* [REQUIRED TASKS]
**a.** In the text on performance management, which company is named as having abandoned its "rank-and-yank" system?
**b.** Condense the paragraph of the performance management text that begins "These employers are correct" into a single shorter sentence, keeping its main facts.

* [SOURCE TEXT]
<<<<

These employers are correct in terms of its necessity. Research on the links between HR management, corporate performance and employee engagement generally show performance management to be the most powerful single HR component in these relationships, in settings ranging from major corporations to NHS acute hospitals.

But they are also right that most organisations are experiencing major issues in delivering these benefits in practice, with Microsoft’s well-publicised abandonment of its infamous ‘rank-and-yank’ system being just one of many examples. Any consideration of the difficulties of relating pay to performance invariably returns to the lack of decent foundation in performance management

As a regular observer of engagement focus groups in many different employers, the consistency of employees’ responses to the subject in the current climate is overwhelming: ”I can’t work any harder”; ”I feel under more pressure to perform, with less support”, ”I had no say in the objectives set”, and, most depressingly, ”my manager spent my appraisal meeting looking at his computer screen”.

>>>>

* [DATASET RECORDS]
<<<<

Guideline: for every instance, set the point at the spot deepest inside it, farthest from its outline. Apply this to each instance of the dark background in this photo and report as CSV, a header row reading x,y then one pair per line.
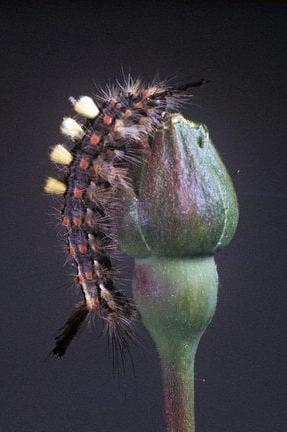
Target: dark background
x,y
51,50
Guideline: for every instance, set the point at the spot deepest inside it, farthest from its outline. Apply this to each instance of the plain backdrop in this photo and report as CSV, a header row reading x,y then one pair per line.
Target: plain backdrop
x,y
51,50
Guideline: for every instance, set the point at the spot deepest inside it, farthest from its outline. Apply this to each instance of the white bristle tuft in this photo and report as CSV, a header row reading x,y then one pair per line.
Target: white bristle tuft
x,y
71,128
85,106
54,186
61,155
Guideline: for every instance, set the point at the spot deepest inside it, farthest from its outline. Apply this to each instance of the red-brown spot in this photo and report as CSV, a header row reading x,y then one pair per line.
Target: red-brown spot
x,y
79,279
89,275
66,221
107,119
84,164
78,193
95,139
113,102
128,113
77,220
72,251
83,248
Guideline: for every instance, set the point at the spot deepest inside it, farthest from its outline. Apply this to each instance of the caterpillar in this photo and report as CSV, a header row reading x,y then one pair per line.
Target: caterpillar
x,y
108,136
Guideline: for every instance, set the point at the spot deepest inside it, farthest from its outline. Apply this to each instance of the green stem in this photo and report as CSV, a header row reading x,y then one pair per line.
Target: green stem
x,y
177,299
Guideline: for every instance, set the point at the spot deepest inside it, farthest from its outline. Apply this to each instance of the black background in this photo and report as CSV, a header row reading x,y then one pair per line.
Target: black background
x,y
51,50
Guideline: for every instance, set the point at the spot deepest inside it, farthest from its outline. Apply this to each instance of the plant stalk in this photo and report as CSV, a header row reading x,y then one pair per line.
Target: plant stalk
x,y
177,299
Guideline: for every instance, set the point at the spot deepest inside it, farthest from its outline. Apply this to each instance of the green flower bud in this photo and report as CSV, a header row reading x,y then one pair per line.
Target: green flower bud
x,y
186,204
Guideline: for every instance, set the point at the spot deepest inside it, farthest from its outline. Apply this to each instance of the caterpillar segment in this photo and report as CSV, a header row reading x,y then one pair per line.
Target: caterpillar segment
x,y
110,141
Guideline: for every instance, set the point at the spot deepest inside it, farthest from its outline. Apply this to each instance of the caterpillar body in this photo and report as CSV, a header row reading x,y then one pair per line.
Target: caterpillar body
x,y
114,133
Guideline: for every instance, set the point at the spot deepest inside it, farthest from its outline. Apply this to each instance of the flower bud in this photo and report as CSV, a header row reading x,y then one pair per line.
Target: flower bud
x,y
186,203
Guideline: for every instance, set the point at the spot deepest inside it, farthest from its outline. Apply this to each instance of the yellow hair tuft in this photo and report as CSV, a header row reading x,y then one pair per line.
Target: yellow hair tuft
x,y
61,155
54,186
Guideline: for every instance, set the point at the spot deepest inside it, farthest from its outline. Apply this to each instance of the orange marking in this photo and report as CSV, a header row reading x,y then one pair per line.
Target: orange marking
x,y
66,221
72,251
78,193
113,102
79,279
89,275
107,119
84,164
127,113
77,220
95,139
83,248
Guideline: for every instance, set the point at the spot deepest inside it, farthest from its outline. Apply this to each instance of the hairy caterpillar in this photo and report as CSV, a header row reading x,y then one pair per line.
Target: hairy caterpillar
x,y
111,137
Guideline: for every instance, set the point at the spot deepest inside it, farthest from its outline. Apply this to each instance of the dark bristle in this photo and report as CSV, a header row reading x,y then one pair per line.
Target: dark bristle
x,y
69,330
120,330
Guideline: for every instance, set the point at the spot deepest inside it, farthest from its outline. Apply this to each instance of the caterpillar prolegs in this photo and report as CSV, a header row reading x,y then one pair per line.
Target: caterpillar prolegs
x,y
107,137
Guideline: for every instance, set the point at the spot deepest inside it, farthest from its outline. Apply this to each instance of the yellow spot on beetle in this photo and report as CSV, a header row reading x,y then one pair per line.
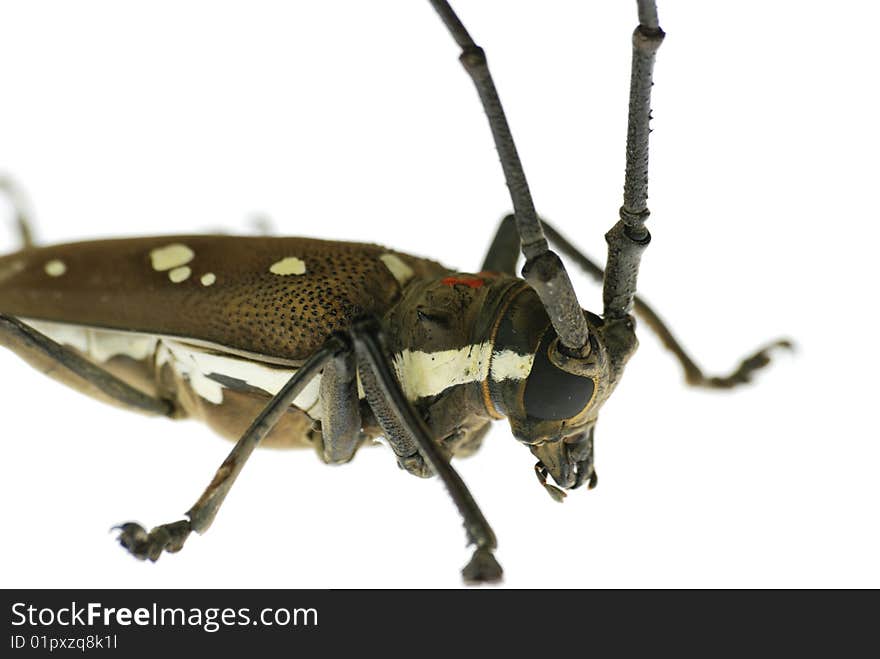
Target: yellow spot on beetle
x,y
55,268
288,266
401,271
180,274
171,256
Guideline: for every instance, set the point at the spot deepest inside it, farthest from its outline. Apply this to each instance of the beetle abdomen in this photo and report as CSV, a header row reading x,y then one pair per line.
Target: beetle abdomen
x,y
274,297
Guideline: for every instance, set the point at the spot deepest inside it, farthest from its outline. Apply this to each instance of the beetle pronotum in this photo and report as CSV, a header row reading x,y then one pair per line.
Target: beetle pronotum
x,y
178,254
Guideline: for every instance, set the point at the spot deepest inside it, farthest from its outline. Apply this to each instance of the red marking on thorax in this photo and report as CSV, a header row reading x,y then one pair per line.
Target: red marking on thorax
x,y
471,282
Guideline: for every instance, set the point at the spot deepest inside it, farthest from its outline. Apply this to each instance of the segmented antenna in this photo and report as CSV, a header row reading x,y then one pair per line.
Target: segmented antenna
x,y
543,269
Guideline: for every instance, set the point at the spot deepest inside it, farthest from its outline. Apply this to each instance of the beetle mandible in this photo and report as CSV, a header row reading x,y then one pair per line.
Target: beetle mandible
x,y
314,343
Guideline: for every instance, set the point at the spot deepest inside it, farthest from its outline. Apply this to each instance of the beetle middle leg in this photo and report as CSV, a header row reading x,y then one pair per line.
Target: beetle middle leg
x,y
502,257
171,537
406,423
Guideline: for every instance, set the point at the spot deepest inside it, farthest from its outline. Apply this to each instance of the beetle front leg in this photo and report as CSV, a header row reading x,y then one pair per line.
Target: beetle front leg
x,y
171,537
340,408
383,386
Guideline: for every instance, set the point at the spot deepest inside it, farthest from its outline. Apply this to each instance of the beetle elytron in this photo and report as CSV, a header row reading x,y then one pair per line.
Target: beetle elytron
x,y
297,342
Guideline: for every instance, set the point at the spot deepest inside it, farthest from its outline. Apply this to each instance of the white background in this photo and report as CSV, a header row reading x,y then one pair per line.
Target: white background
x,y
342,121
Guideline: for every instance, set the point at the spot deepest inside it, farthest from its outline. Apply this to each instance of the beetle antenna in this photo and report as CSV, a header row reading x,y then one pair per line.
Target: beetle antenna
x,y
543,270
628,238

>>>>
<<<<

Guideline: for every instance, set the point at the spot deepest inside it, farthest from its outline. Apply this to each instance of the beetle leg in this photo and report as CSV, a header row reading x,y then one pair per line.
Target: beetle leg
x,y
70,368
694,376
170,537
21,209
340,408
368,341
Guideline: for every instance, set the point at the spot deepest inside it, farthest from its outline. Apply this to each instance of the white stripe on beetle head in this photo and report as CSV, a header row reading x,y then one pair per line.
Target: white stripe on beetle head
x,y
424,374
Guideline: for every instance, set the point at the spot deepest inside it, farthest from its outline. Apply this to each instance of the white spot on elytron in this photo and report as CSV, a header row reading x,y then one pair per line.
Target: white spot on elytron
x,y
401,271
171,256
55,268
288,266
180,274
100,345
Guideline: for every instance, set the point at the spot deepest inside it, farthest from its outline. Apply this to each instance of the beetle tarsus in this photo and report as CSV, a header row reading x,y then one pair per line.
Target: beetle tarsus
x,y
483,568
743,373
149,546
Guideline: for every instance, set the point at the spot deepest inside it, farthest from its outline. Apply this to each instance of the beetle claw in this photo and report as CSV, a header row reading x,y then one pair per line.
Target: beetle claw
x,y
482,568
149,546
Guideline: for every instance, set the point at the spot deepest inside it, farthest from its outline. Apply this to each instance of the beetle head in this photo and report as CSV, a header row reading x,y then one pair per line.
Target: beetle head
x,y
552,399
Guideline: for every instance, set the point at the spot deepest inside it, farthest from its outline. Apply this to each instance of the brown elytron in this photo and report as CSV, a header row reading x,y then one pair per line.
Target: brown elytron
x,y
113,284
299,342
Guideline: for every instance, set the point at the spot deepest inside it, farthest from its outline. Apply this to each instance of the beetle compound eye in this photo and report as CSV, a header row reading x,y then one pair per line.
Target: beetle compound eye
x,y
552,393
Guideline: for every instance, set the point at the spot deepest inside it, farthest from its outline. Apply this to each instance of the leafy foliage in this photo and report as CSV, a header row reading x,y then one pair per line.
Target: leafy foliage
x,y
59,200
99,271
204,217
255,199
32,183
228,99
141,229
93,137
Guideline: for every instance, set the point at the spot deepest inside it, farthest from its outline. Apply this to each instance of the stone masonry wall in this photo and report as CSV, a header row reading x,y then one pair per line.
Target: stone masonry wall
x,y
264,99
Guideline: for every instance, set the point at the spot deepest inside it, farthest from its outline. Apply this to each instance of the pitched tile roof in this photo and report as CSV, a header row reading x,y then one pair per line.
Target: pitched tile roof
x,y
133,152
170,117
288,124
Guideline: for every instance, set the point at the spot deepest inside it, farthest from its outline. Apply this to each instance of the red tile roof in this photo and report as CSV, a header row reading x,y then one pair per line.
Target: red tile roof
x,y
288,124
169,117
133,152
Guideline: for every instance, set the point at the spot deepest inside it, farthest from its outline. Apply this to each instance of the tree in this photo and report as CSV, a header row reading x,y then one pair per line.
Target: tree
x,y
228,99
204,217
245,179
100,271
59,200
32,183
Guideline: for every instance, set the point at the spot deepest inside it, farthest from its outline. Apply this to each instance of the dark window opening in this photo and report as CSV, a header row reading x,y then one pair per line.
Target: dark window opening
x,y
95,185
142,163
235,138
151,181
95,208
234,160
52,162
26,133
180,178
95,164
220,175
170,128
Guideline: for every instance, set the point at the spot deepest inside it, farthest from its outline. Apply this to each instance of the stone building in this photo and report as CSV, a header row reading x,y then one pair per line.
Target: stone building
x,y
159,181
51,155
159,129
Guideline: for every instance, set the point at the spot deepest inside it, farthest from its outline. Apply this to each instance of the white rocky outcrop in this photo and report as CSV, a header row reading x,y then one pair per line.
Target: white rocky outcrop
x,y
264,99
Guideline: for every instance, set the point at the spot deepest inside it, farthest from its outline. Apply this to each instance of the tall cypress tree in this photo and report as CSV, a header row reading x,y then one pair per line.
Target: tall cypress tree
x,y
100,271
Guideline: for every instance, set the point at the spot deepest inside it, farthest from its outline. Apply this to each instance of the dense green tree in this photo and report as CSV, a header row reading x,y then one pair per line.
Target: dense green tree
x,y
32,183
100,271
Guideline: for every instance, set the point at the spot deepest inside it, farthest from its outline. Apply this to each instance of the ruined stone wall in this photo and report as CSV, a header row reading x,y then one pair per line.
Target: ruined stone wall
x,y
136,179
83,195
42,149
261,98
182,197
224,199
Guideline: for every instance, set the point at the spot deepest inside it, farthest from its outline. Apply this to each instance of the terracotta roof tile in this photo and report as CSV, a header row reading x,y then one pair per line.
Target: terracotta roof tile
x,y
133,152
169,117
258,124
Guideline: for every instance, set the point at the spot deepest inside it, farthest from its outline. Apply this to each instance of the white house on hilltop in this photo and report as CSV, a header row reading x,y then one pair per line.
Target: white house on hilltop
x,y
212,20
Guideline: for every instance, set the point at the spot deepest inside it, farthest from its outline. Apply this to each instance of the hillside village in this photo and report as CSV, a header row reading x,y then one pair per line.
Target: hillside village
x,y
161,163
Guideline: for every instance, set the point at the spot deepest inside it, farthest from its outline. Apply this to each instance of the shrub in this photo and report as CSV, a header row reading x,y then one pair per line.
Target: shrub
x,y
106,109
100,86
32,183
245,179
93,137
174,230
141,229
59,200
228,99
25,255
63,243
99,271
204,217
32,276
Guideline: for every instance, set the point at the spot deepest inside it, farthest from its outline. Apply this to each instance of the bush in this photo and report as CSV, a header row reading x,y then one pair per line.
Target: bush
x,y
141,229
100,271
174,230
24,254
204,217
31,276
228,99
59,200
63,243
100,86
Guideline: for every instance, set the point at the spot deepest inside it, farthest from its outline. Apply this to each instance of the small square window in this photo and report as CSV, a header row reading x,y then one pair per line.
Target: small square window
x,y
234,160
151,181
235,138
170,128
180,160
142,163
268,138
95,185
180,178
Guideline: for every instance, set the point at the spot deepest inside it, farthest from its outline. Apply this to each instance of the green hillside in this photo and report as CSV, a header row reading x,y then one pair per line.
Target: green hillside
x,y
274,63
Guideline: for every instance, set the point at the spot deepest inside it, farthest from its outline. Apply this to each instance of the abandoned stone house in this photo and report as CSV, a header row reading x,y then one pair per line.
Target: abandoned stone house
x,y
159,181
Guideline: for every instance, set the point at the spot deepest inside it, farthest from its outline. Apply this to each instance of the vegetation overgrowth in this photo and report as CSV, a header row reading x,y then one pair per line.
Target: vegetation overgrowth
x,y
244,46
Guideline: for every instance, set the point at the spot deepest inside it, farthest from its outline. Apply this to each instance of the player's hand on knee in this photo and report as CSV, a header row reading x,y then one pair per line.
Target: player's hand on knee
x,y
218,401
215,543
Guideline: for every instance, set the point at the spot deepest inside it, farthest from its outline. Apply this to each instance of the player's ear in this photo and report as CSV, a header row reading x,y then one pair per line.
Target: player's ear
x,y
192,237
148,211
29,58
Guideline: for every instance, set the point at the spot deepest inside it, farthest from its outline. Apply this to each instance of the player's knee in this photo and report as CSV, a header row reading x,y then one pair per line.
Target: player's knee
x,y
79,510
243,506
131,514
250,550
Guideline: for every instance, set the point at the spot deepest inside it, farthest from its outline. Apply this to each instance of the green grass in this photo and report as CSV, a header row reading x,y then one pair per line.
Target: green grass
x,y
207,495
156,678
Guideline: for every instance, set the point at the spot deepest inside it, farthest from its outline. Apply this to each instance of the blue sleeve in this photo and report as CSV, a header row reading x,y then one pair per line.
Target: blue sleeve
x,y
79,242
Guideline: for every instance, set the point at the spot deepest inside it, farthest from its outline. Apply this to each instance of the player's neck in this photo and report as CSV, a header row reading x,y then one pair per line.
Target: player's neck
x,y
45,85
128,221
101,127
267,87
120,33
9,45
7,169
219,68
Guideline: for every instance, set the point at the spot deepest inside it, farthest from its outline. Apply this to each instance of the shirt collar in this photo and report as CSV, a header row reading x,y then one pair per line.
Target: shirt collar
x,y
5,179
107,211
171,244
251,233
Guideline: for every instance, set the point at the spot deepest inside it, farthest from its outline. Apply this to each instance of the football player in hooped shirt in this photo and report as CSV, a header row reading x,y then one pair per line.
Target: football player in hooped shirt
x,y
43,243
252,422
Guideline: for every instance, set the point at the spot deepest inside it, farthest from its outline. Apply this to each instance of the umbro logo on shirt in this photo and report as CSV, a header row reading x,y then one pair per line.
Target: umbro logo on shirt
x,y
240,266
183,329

>>>>
<<<<

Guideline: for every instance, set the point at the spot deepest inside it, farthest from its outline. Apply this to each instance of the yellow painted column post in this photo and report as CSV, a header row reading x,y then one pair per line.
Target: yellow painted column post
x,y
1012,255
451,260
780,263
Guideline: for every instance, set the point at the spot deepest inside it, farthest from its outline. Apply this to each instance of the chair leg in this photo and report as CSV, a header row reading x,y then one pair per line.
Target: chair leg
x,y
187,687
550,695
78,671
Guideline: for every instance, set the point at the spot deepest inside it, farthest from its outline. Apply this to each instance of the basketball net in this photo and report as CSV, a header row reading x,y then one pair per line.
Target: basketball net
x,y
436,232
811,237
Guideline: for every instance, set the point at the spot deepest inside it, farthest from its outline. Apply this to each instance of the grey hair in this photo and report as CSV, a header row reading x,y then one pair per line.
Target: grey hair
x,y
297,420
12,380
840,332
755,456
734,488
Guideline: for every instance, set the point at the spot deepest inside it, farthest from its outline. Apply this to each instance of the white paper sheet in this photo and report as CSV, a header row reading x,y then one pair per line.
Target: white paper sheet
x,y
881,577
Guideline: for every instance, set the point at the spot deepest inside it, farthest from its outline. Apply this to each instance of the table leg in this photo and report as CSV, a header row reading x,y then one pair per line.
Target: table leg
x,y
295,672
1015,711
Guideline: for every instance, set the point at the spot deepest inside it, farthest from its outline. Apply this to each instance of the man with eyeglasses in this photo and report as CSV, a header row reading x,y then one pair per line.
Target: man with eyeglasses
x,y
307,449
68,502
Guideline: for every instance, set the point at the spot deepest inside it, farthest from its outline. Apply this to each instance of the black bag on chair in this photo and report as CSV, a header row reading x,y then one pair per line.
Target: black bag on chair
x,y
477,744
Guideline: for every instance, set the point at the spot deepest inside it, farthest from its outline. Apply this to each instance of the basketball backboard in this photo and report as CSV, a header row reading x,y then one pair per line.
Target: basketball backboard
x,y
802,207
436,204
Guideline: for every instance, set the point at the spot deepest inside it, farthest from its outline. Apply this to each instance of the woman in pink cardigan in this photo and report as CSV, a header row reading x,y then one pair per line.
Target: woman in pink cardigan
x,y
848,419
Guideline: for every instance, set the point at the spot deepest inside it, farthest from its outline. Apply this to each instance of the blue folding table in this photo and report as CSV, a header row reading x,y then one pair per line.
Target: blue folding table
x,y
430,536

>>>>

* [EXERCISE SOLUTIONS]
**a.** Microsoft

**b.** These employers are right that performance management is necessary: research generally finds it the most powerful single HR component linking HR management, corporate performance and employee engagement, from major corporations to NHS acute hospitals.